7. Losing Support of Important Outside Constituencies


7. Losing Support of Important Outside Constituencies

Along with the Team Bush penchant for disciplined pursuit of strategy and message came a proclivity for closed-door, closed-mouth decisions. Leaks were rare and leakers quickly found themselves on the outside looking in. There simply wasn’t a presidency in memory that managed such tight control of the decision-making process.

The secrecy of the administration’s discussions, however, sometimes caused serious problems. Amid the turmoil of the California energy crisis, Bush asked Vice President Cheney to convene a national energy policy development group. It included high-ranking members of the administration, but it met as well with several executives of major energy businesses. Reporters got wind of the group’s conversations with the energy executives and asked the White House to reveal the names of those senior managers.

After the White House refused, environmental groups filed suit. Some members of Congress asked the congressional investigative organization, the General Accounting Office, to investigate. All of them were suspicious of the plan, which urged the expansion of oil exploration and drilling and the opening of the Arctic National Wildlife Refuge for energy development. They worried that the group had closeted itself in secret, listened mainly to pro-oil officials, ignored pro-conservation groups, and crafted a policy that would spoil the environment.

A federal judge, Gladys Kessler of the U.S. District Court in Washington, ordered the administration to produce some of the group’s documents. She wondered “what in the world” the Energy Department was doing in delaying a response to Freedom of Information Act requests. In her order, Kessler wrote, “The government can offer no legal or practical excuse for its excessive delay.”

When the administration refused the GAO’s request, the dispute eventually developed into a high-stakes lawsuit. For the first time in its history, the GAO filed suit against a federal official. The GAO wanted the court to order Cheney to turn over records about who the group met with, how much it spent, and where the money came from. GAO attorneys pointed to legislation that gave it the right to audit the expenditure of federal funds.

Cheney’s lawyers countered that GAO was acting beyond its authority. “They seek to compel the vice president to give up documents that would show his and his closest advisers’ decision-making,” said the principal deputy solicitor, General Paul Clement. “This is unprecedented. It would allow a revolution in the separation of powers.” The “revolutionary” language was no empty rhetoric. The stakes were huge: for energy policy, for the way the Bush administration did its business, and for the balance of power between Congress and the White House. In December 2002 a federal judge ruled that the GAO did not have standing in court to challenge Cheney, but the battle underlined the struggle that Bush’s strategy would inevitably court.

§ **Dataset rows**
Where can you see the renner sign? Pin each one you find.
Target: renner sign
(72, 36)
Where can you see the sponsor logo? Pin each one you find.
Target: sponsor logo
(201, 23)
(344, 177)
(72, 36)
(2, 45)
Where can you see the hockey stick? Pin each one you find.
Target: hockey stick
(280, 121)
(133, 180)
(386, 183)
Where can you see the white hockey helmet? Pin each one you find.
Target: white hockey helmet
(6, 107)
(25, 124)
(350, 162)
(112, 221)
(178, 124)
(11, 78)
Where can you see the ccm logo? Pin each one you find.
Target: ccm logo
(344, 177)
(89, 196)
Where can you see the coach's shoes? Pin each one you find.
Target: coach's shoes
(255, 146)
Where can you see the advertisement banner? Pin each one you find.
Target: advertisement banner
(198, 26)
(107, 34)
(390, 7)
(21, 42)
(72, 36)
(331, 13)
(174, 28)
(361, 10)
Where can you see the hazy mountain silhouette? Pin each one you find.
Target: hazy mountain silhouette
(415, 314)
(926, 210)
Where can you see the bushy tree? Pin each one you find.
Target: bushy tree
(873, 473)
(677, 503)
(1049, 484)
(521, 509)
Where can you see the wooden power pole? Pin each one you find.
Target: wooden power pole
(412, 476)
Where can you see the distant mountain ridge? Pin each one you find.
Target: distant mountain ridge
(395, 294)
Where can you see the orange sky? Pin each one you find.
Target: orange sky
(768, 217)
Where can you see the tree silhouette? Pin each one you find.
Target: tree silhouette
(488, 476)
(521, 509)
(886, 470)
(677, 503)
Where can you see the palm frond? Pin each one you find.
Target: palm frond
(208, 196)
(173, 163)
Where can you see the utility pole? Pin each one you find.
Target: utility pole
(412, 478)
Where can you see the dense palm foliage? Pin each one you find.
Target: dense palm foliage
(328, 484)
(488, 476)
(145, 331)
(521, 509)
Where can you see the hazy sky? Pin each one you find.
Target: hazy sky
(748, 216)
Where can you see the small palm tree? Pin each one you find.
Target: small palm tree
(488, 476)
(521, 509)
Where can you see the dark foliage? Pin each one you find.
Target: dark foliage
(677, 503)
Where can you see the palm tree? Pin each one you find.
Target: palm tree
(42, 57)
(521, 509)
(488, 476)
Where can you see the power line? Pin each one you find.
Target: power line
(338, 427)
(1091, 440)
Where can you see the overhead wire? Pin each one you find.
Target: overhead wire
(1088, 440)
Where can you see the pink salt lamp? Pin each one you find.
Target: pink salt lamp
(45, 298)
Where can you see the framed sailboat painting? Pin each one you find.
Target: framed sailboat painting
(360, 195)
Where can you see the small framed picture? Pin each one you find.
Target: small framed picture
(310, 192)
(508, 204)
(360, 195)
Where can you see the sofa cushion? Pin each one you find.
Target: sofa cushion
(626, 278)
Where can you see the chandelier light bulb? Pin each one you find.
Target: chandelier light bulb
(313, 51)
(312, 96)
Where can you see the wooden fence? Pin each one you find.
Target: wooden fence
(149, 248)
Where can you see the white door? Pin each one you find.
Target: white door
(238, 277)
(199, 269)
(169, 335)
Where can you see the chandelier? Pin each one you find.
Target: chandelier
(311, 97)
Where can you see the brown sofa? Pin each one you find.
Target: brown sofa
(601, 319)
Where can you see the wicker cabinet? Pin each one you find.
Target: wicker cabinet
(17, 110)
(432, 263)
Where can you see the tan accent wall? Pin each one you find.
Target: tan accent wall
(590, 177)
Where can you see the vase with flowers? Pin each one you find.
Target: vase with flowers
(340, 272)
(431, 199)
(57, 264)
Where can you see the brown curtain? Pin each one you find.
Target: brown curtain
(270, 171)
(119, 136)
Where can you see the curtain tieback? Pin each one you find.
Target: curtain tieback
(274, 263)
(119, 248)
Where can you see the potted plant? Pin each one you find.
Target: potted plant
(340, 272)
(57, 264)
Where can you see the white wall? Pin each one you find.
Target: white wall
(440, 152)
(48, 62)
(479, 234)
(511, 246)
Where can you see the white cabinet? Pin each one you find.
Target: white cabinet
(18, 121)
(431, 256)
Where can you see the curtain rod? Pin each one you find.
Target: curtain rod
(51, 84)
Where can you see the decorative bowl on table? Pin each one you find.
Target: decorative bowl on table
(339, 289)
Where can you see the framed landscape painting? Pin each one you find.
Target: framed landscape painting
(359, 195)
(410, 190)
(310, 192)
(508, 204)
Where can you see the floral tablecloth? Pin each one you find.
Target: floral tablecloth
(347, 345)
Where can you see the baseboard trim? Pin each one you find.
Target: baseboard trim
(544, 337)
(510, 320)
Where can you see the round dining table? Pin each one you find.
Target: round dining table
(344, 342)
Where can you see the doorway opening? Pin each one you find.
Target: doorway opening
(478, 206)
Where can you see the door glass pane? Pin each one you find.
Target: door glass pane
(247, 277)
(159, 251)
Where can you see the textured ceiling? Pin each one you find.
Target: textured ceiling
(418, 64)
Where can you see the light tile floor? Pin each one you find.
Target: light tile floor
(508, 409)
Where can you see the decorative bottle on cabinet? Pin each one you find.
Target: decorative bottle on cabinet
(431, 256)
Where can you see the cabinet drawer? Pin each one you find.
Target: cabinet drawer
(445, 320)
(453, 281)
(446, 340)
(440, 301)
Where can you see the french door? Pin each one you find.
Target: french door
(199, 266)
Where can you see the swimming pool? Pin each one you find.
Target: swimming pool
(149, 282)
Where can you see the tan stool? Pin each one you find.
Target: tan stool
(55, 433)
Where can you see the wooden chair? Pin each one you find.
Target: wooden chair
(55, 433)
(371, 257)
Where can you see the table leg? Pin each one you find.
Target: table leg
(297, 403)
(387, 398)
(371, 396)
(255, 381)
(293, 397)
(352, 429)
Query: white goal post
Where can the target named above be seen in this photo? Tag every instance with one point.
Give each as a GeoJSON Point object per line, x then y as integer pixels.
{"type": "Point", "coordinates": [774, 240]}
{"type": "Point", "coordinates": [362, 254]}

§ **Objectives**
1. Translate into Spanish this sentence from the passage on the Bush administration's secrecy: "For the first time in its history, the GAO filed suit against a federal official."
2. From the passage on the Bush administration's secrecy, write out the stretch from "A federal judge, Gladys" through "of federal funds.".

§ **Written responses**
1. Por primera vez en su historia, la GAO presentó una demanda contra un funcionario federal.

2.
A federal judge, Gladys Kessler of the U.S. District Court in Washington, ordered the administration to produce some of the group’s documents. She wondered “what in the world” the Energy Department was doing in delaying a response to Freedom of Information Act requests. In her order, Kessler wrote, “The government can offer no legal or practical excuse for its excessive delay.”

When the administration refused the GAO’s request, the dispute eventually developed into a high-stakes lawsuit. For the first time in its history, the GAO filed suit against a federal official. The GAO wanted the court to order Cheney to turn over records about who the group met with, how much it spent, and where the money came from. GAO attorneys pointed to legislation that gave it the right to audit the expenditure of federal funds.